§ **EXERCISE INSTRUCTIONS**:
In the passage on law and grace below, find the part that starts with the words containing "To speak and" and ends with "the Lord Jesus.". Repeat that part word for word.

§ **TEXT SEGMENT**:
========================================================================

True deliverance from law is by death, as the apostle shows. “For I through the law died to the law that I might live unto God” (ver. 19). Law is a killing power, a ministration of death, and but for divine intervention in grace, it would have been the eternal ruin of all who were under it. But Christ has come, death has come in—His death is ours. The sentence has taken full effect in Him for us—we have died, and that through law. But having thus died through the law, we are necessarily dead to it—it has no further claim, as Rom. 7 fully establishes. The law has nothing to do with dead men. We live unto God, and bring forth fruit, in complete contrast to the former condition, when the motions of sins which were by the law wrought in our members to bring forth fruit unto death. We were then in the flesh; we are now in the Spirit.
Therefore the apostle says, “I am crucified with Christ: nevertheless I live: yet not I, but Christ liveth in me: and the life which I now live in the flesh I live by the faith of the Son of God, who loved me, and gave himself for me” (ver. 20). Here we get Christian life in a nutshell. Crucified with Christ, the old life closed with all its appurtenances; a new life possessed—Christ. The life is sustained by faith in its heavenly object, the Son of God. How blessed is this for the Christian! A positive new life implanted in the soul from God, indestructible, eternal, and divine; and its true object set before it. This is put too in the most touching possible way, for the apostle adds, “Who loved me, and gave himself for me.” This draws out the affections, and produces heavenly fruit for God. Who would not be forever adoringly occupied with such an One? What a contrast to mere cold legalism! Yet the heart is ever ready to return there, to its own loss and the Lord's dishonor.
To speak and act thus is not to frustrate divine grace. “I do not frustrate the grace of God: for if righteousness come by the law, then Christ died in vain” (ver. 21). The soul must be brought to this. If flesh were at all competent to attain to righteousness by law-keeping, the death of Christ was needless; but if (as was indeed the case) we were altogether without strength, grace (and that alone) can avail before our God. The soul that has learned in any measure its ruin by nature is thankful and content to take its place as an object of abounding grace—grace founded upon the atoning death of the Lord Jesus.

========================================================================

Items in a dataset
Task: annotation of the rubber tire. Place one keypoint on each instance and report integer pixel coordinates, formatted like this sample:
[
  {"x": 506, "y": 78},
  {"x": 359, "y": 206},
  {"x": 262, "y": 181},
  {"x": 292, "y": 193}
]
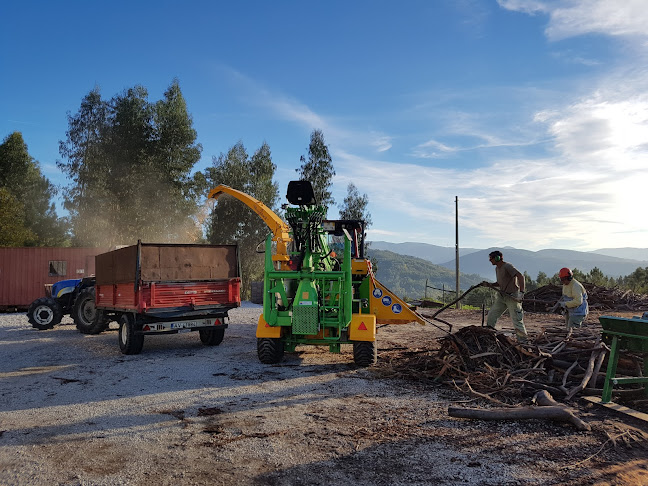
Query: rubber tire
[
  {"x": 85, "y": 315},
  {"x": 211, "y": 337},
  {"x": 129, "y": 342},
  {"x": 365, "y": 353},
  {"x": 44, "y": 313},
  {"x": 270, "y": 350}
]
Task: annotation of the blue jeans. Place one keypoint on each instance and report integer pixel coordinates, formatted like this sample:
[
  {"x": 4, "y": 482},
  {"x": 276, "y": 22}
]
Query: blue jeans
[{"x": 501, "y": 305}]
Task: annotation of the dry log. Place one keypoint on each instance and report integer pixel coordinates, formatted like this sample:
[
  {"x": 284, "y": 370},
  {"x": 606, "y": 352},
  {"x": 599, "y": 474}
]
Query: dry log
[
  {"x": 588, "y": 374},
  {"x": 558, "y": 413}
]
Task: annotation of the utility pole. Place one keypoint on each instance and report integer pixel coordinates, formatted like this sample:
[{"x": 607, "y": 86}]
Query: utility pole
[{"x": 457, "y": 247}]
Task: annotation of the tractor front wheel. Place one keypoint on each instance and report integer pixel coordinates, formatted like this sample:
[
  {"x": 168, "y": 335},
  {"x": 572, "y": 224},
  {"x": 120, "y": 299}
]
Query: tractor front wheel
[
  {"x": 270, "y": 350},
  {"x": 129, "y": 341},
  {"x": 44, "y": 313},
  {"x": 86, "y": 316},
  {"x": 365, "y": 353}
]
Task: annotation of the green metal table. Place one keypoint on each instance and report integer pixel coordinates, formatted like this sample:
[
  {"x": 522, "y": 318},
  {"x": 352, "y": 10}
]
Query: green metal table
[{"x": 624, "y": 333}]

========================================================================

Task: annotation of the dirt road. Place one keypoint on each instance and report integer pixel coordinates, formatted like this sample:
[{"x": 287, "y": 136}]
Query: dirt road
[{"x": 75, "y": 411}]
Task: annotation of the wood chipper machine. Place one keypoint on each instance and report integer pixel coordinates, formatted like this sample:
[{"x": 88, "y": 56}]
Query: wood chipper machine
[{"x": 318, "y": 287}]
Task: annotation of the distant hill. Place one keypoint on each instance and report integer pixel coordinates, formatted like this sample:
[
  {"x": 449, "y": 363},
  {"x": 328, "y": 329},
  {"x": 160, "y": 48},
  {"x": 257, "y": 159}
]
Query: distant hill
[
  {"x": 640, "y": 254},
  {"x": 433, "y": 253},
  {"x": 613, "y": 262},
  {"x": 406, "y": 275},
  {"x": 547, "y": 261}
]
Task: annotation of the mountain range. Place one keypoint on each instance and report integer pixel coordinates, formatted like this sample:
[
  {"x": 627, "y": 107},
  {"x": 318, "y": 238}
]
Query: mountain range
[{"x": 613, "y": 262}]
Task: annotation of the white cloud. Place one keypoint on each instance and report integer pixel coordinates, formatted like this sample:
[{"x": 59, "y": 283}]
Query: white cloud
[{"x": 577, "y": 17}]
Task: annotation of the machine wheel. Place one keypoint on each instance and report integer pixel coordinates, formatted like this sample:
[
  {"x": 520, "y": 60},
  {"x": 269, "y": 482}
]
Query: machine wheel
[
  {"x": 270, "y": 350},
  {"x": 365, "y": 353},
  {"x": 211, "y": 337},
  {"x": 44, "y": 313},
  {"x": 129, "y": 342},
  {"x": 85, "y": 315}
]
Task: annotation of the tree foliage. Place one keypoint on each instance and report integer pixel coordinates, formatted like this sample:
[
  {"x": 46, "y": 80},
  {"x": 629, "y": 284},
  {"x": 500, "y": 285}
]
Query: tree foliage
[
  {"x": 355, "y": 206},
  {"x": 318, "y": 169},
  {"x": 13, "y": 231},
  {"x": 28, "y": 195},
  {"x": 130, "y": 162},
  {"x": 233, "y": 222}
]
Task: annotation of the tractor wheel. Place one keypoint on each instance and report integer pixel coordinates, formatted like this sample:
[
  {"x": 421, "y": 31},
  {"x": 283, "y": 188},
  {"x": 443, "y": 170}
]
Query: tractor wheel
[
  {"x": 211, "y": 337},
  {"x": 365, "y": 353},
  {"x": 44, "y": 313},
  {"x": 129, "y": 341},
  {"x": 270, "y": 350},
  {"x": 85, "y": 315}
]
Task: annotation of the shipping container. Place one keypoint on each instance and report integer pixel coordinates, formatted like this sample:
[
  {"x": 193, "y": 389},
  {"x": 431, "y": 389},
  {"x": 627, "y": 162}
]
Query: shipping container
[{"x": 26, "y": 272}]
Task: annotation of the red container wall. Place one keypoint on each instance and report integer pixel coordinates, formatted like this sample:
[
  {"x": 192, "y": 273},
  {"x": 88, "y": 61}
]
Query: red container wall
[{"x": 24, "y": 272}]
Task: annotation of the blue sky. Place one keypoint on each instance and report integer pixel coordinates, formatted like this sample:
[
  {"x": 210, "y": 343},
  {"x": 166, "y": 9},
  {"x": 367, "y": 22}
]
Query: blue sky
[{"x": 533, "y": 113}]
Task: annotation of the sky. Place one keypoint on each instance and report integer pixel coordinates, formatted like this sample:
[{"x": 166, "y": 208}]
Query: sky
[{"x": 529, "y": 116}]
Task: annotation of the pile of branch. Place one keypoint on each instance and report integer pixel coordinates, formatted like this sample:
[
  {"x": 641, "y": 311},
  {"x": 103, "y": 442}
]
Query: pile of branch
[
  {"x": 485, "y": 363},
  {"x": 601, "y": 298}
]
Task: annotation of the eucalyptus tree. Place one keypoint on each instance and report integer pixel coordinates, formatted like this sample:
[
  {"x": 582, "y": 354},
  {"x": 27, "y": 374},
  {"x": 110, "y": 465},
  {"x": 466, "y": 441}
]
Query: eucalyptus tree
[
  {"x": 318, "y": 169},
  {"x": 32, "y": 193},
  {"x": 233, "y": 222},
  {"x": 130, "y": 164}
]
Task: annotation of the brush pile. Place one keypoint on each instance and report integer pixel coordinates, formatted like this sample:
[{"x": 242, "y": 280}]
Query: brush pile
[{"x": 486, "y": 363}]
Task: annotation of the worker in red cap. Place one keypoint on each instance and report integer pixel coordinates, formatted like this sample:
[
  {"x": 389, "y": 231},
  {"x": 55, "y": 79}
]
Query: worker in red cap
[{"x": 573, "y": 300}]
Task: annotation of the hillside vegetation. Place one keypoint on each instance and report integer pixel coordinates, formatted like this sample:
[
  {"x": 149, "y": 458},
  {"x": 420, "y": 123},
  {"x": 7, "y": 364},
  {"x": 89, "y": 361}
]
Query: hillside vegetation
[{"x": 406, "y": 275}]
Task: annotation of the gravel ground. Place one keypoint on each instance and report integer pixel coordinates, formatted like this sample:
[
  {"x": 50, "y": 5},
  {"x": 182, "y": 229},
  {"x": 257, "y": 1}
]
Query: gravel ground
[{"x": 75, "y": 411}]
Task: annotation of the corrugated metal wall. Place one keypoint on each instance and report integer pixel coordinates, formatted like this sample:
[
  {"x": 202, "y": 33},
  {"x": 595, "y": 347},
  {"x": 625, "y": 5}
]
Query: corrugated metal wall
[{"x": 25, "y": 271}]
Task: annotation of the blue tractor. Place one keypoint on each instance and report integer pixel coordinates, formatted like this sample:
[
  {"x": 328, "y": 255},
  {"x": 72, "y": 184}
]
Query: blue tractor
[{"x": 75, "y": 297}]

========================================================================

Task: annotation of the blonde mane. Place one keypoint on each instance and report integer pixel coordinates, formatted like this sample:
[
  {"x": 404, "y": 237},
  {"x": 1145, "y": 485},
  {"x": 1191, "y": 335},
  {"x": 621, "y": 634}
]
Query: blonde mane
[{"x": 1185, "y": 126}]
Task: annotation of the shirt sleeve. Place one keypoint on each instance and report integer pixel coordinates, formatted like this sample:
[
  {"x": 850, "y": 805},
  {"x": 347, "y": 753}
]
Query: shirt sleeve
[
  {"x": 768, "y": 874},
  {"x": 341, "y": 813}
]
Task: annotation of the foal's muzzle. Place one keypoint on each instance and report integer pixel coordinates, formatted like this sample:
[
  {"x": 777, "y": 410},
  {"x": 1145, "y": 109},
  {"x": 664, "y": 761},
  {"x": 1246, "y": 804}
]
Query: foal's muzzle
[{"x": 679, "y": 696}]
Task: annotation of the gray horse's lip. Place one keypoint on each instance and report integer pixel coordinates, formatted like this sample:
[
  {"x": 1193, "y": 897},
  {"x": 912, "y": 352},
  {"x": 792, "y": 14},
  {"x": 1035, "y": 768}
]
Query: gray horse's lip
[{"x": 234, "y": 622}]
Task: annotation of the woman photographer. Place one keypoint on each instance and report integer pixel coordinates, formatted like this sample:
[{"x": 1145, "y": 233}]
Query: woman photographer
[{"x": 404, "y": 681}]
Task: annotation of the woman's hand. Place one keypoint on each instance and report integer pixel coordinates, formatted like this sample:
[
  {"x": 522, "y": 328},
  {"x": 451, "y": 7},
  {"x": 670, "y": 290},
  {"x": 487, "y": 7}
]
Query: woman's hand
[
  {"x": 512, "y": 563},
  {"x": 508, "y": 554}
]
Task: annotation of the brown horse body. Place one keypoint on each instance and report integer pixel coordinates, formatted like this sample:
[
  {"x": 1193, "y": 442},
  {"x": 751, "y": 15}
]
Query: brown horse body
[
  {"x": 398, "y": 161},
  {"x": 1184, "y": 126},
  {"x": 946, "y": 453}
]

========================================================================

§ **SOLUTION FOR THIS PROBLEM**:
To speak and act thus is not to frustrate divine grace. “I do not frustrate the grace of God: for if righteousness come by the law, then Christ died in vain” (ver. 21). The soul must be brought to this. If flesh were at all competent to attain to righteousness by law-keeping, the death of Christ was needless; but if (as was indeed the case) we were altogether without strength, grace (and that alone) can avail before our God. The soul that has learned in any measure its ruin by nature is thankful and content to take its place as an object of abounding grace—grace founded upon the atoning death of the Lord Jesus.